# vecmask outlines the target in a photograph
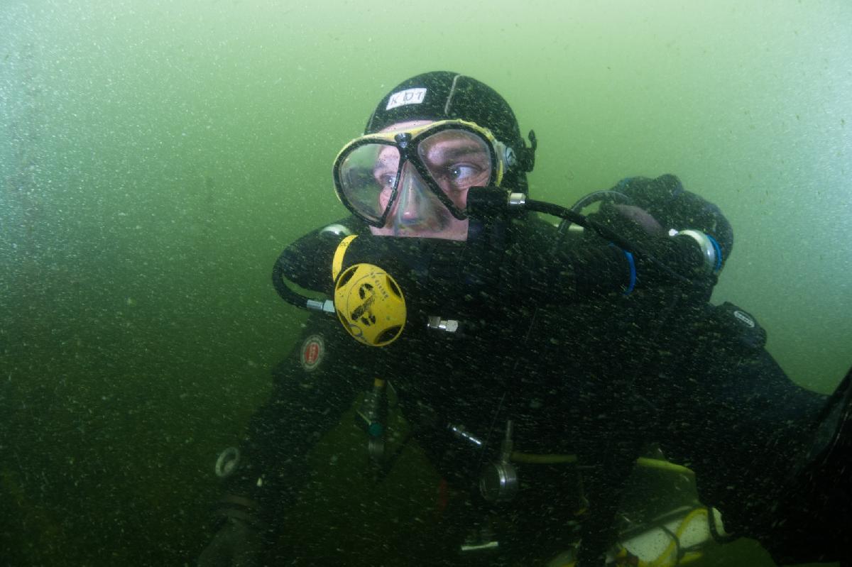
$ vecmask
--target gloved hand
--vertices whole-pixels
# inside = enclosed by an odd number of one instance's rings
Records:
[[[199,557],[199,567],[256,567],[262,548],[260,534],[247,522],[227,517]]]

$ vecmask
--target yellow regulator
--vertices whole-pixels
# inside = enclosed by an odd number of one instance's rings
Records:
[[[406,299],[400,286],[372,264],[354,264],[340,273],[334,306],[349,335],[371,346],[394,342],[406,325]]]

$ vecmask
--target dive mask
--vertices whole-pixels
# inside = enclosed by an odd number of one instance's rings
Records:
[[[499,186],[515,163],[512,149],[486,129],[441,120],[353,140],[335,159],[334,184],[341,202],[371,226],[440,232],[467,218],[468,189]]]

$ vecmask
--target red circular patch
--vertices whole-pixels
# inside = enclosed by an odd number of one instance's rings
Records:
[[[302,343],[302,366],[308,371],[314,369],[322,362],[325,354],[325,346],[322,337],[312,335]]]

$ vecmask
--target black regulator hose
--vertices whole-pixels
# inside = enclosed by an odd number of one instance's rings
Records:
[[[692,278],[671,269],[669,264],[673,262],[678,267],[685,268],[684,271],[695,269],[703,265],[703,259],[696,254],[697,250],[694,249],[694,245],[687,241],[681,240],[678,242],[676,239],[671,238],[657,239],[658,242],[654,243],[655,248],[660,249],[660,251],[664,252],[666,258],[669,259],[668,262],[663,262],[656,258],[654,255],[652,255],[647,248],[622,238],[618,232],[608,226],[596,222],[567,207],[557,205],[553,203],[536,201],[534,199],[526,201],[525,206],[528,210],[556,216],[584,228],[594,231],[599,236],[606,238],[625,252],[635,255],[638,259],[648,261],[669,277],[684,284],[692,284],[694,282]]]

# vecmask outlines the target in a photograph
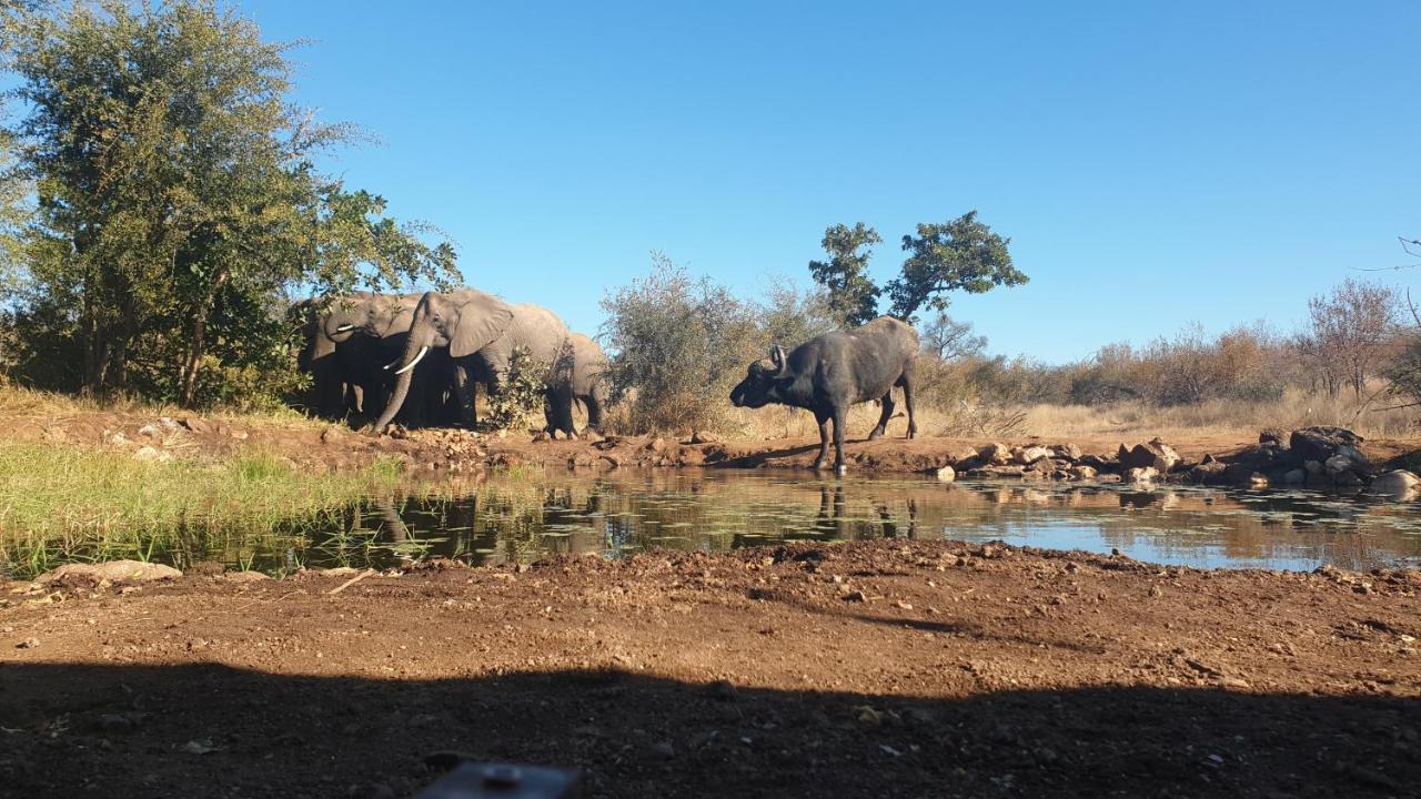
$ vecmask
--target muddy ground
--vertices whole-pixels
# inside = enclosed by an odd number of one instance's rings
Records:
[[[533,441],[527,434],[482,435],[460,429],[395,431],[369,435],[338,425],[280,424],[250,419],[141,412],[85,411],[71,415],[18,415],[3,419],[0,439],[58,445],[105,446],[136,454],[149,448],[161,456],[225,458],[263,449],[303,466],[351,469],[381,458],[396,458],[411,473],[470,473],[497,466],[551,466],[617,469],[649,466],[710,468],[809,468],[818,454],[817,438],[712,441],[692,444],[689,436],[618,436],[612,441]],[[1056,445],[1064,441],[1039,436],[1002,439],[1007,445]],[[1076,438],[1086,454],[1114,455],[1135,438]],[[1199,432],[1169,439],[1179,455],[1196,462],[1205,455],[1228,456],[1258,442],[1258,435]],[[961,459],[989,439],[850,436],[845,455],[857,473],[931,472]],[[1373,462],[1384,463],[1421,448],[1421,441],[1368,441],[1363,446]],[[149,452],[152,455],[152,452]]]
[[[1421,573],[864,542],[0,586],[13,796],[1418,796]],[[431,765],[433,763],[433,765]]]

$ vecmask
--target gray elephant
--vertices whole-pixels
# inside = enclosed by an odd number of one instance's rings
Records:
[[[369,417],[388,404],[394,378],[384,367],[401,357],[422,294],[357,291],[334,297],[315,316],[308,347],[321,415]],[[453,367],[445,357],[428,360],[412,375],[414,397],[401,421],[418,427],[442,422],[445,395],[452,392]]]
[[[375,422],[382,431],[404,405],[411,387],[411,371],[431,351],[448,348],[455,367],[455,390],[460,419],[473,425],[473,385],[482,382],[497,394],[509,371],[513,351],[523,347],[539,363],[549,364],[549,390],[570,347],[567,326],[553,311],[531,304],[510,306],[493,294],[475,289],[450,293],[429,291],[421,297],[409,326],[404,355],[392,370],[398,380],[394,395]]]
[[[568,337],[563,355],[549,381],[546,409],[549,432],[577,435],[573,425],[574,401],[587,408],[587,427],[601,429],[603,411],[610,397],[607,380],[611,361],[597,341],[581,333]]]

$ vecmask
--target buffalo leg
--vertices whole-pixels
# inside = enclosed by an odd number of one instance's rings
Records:
[[[834,473],[843,476],[848,471],[844,466],[844,422],[848,421],[848,408],[834,408]]]
[[[892,418],[892,388],[888,388],[888,392],[878,402],[882,404],[884,412],[878,415],[878,425],[874,427],[874,432],[868,434],[868,441],[882,438],[884,431],[888,429],[888,419]]]
[[[814,411],[814,421],[818,422],[818,458],[814,458],[814,471],[824,468],[824,461],[828,459],[828,419],[830,415],[823,411]]]
[[[908,407],[908,438],[918,438],[918,417],[912,407],[912,372],[905,371],[902,377],[898,378],[898,385],[902,387],[902,404]]]

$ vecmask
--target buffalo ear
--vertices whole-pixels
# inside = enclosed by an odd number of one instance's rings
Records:
[[[513,321],[513,306],[483,291],[459,293],[459,318],[449,334],[449,357],[472,355],[503,336]]]

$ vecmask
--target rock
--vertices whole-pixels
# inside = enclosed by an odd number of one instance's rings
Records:
[[[1137,444],[1130,449],[1120,445],[1120,465],[1124,468],[1152,466],[1161,475],[1168,473],[1179,462],[1179,454],[1158,438],[1148,444]]]
[[[1361,441],[1360,435],[1346,428],[1310,427],[1295,429],[1287,439],[1287,446],[1296,458],[1324,462],[1337,454],[1337,448],[1357,446]]]
[[[1353,463],[1351,458],[1347,458],[1346,455],[1333,455],[1331,458],[1323,461],[1323,471],[1331,478],[1336,478],[1343,472],[1350,472],[1356,463]]]
[[[1160,476],[1160,471],[1154,466],[1131,466],[1124,476],[1127,483],[1148,483]]]
[[[163,461],[172,461],[172,459],[173,459],[172,452],[163,452],[162,449],[156,449],[156,448],[152,448],[152,446],[139,446],[134,452],[134,461],[161,461],[161,462],[163,462]]]
[[[1194,483],[1223,483],[1228,482],[1228,465],[1222,461],[1204,461],[1187,473]]]
[[[1287,434],[1277,428],[1269,428],[1258,434],[1258,442],[1272,446],[1287,446]]]
[[[108,580],[109,583],[148,583],[152,580],[169,580],[182,577],[182,572],[162,563],[142,563],[139,560],[109,560],[107,563],[70,563],[53,572],[45,572],[34,579],[37,583],[53,583],[81,577],[95,583]]]
[[[1052,456],[1052,451],[1044,446],[1025,446],[1012,454],[1012,459],[1023,466],[1030,466]]]
[[[183,417],[178,419],[178,424],[196,434],[212,432],[212,424],[209,424],[207,419],[199,419],[196,417]]]
[[[1376,493],[1407,495],[1414,492],[1418,485],[1421,485],[1421,478],[1405,469],[1395,469],[1380,475],[1367,488]]]
[[[986,463],[1005,466],[1012,462],[1012,451],[1005,444],[992,442],[978,449],[978,458]]]

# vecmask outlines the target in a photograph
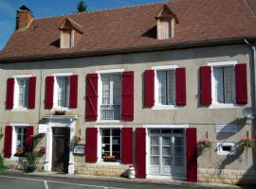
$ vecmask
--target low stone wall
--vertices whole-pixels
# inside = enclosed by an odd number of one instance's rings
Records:
[[[126,176],[129,165],[111,163],[75,163],[75,174],[122,177]]]
[[[198,169],[198,181],[225,184],[256,184],[256,171],[230,169]]]

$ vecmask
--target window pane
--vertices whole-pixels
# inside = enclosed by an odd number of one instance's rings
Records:
[[[166,72],[157,71],[158,80],[158,102],[159,104],[166,105]]]
[[[224,93],[223,93],[223,68],[213,68],[214,77],[214,88],[215,88],[215,99],[219,103],[224,103]]]
[[[233,103],[233,72],[231,66],[224,68],[224,80],[225,80],[225,103]]]

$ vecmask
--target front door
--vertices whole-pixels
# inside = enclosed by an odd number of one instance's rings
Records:
[[[184,177],[184,129],[150,129],[149,174]]]
[[[52,128],[52,171],[68,172],[69,128]]]

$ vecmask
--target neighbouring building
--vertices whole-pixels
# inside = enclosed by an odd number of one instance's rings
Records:
[[[256,183],[241,143],[255,137],[255,0],[40,19],[21,7],[0,52],[6,163],[33,146],[45,171]]]

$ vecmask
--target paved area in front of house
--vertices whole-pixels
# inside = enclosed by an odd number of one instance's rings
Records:
[[[22,174],[22,173],[0,173],[0,189],[220,189],[220,188],[243,188],[252,189],[254,187],[237,187],[214,184],[190,184],[190,183],[172,183],[163,180],[154,181],[137,181],[125,180],[107,180],[107,179],[90,179],[75,178],[68,176],[45,175],[44,174]]]

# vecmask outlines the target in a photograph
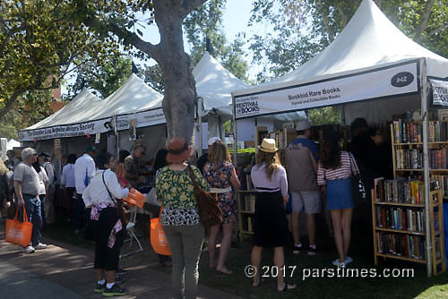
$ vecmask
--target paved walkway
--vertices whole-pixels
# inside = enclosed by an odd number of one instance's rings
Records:
[[[2,223],[2,226],[4,224]],[[73,245],[44,239],[48,248],[31,254],[22,253],[19,246],[4,242],[0,233],[0,297],[79,299],[102,298],[93,292],[94,252]],[[145,259],[136,253],[123,259],[120,267],[127,269],[123,286],[129,295],[120,298],[170,298],[171,276],[151,267],[157,259]],[[217,289],[199,286],[201,298],[240,299]]]

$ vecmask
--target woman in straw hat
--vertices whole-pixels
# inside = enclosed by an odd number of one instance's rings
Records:
[[[289,231],[285,207],[288,202],[288,181],[285,168],[279,163],[277,147],[273,139],[263,139],[258,147],[256,165],[252,168],[251,177],[255,190],[255,215],[254,224],[254,249],[252,264],[255,267],[254,286],[260,286],[260,262],[264,247],[274,248],[274,264],[281,273],[285,267],[283,247],[289,241]],[[277,275],[277,290],[288,291],[296,285],[284,281]]]
[[[172,253],[172,287],[175,298],[196,298],[204,228],[199,222],[186,164],[193,149],[184,138],[174,138],[168,150],[168,166],[161,168],[157,176],[156,197],[162,203],[161,224]],[[208,184],[199,169],[191,167],[198,184],[208,191]]]

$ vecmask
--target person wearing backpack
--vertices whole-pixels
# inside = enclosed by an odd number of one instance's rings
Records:
[[[55,166],[50,162],[50,154],[42,151],[39,155],[39,163],[44,168],[48,177],[48,192],[45,197],[44,213],[47,225],[52,225],[56,221],[55,217],[55,194],[56,178],[55,175]]]

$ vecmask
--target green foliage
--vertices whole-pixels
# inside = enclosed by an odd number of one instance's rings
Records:
[[[339,111],[333,107],[310,109],[308,117],[313,125],[340,124]]]
[[[104,43],[82,17],[72,1],[0,2],[0,117],[24,92],[51,90],[73,67],[117,51],[113,38]]]
[[[81,65],[76,72],[75,81],[68,87],[68,98],[82,89],[93,89],[92,92],[102,98],[118,90],[132,73],[132,59],[112,56],[107,64],[96,65],[95,62]]]
[[[50,109],[52,101],[50,91],[34,90],[23,94],[0,122],[0,135],[17,140],[20,130],[40,122],[53,113]]]

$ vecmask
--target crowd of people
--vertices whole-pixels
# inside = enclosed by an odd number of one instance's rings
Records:
[[[282,153],[285,167],[280,163],[279,149],[272,139],[263,140],[252,166],[251,179],[256,191],[251,255],[257,273],[252,283],[255,287],[262,283],[260,266],[263,249],[273,248],[273,263],[279,268],[285,266],[284,251],[291,242],[294,254],[306,252],[313,256],[318,253],[315,214],[323,209],[329,235],[334,237],[338,252],[332,264],[345,267],[353,261],[349,255],[355,207],[350,177],[358,175],[359,168],[361,172],[363,167],[371,169],[362,156],[366,147],[374,149],[371,150],[375,150],[375,147],[383,149],[380,147],[383,140],[378,136],[378,132],[362,125],[354,133],[351,144],[355,156],[340,150],[340,137],[334,133],[325,136],[318,147],[310,139],[312,128],[307,120],[298,122],[296,127],[297,137]],[[208,145],[206,158],[200,158],[196,167],[189,163],[194,152],[192,146],[183,138],[170,140],[168,149],[156,154],[155,184],[144,205],[153,217],[160,215],[172,256],[169,259],[159,255],[159,258],[163,263],[172,264],[172,287],[176,298],[196,297],[198,264],[205,238],[210,269],[216,276],[233,274],[226,261],[237,219],[236,191],[241,184],[226,144],[213,137]],[[25,207],[33,231],[31,242],[23,251],[33,252],[47,248],[41,243],[40,227],[55,222],[55,186],[58,181],[64,194],[60,205],[67,219],[73,220],[74,234],[79,235],[85,229],[86,221],[90,224],[90,234],[96,243],[95,292],[106,296],[127,294],[128,290],[116,281],[120,249],[125,237],[125,222],[120,212],[121,199],[126,197],[132,188],[143,188],[142,177],[147,173],[142,167],[142,158],[145,150],[142,143],[136,143],[130,152],[120,151],[116,161],[106,150],[99,153],[97,149],[88,146],[81,157],[75,154],[67,157],[60,181],[47,152],[38,155],[34,149],[26,148],[22,151],[22,162],[13,152],[8,152],[8,160],[5,163],[0,160],[0,204],[1,207],[11,205],[14,197],[19,208]],[[358,161],[361,163],[359,168]],[[191,174],[201,188],[216,198],[222,211],[221,224],[209,227],[201,224]],[[371,176],[368,171],[366,174]],[[11,182],[13,182],[13,187]],[[292,206],[290,224],[286,213],[289,201]],[[307,247],[302,245],[300,238],[302,212],[306,218]],[[217,254],[220,231],[222,238],[220,254]],[[277,276],[278,291],[296,286],[285,281],[283,276]]]

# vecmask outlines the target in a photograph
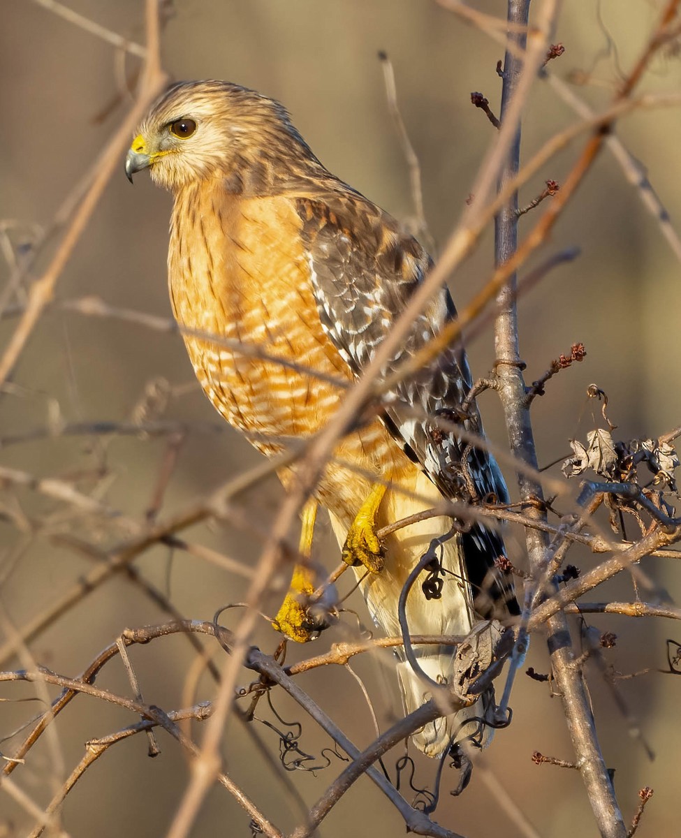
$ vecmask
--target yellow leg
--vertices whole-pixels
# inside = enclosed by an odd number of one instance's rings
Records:
[[[343,546],[343,561],[349,565],[364,565],[372,573],[377,573],[383,566],[381,544],[376,537],[376,514],[387,486],[377,483],[366,499],[361,504],[355,520],[348,530]]]
[[[317,518],[317,501],[313,498],[303,507],[303,525],[300,529],[300,555],[309,559],[312,552],[312,536]],[[314,577],[305,564],[296,564],[291,577],[291,587],[277,613],[273,625],[296,643],[307,643],[312,633],[320,627],[309,618],[306,602],[315,590]]]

###

# Exercise requirements
Count the lines of the material above that contain the string "buffalo", and give only the number.

# Result
2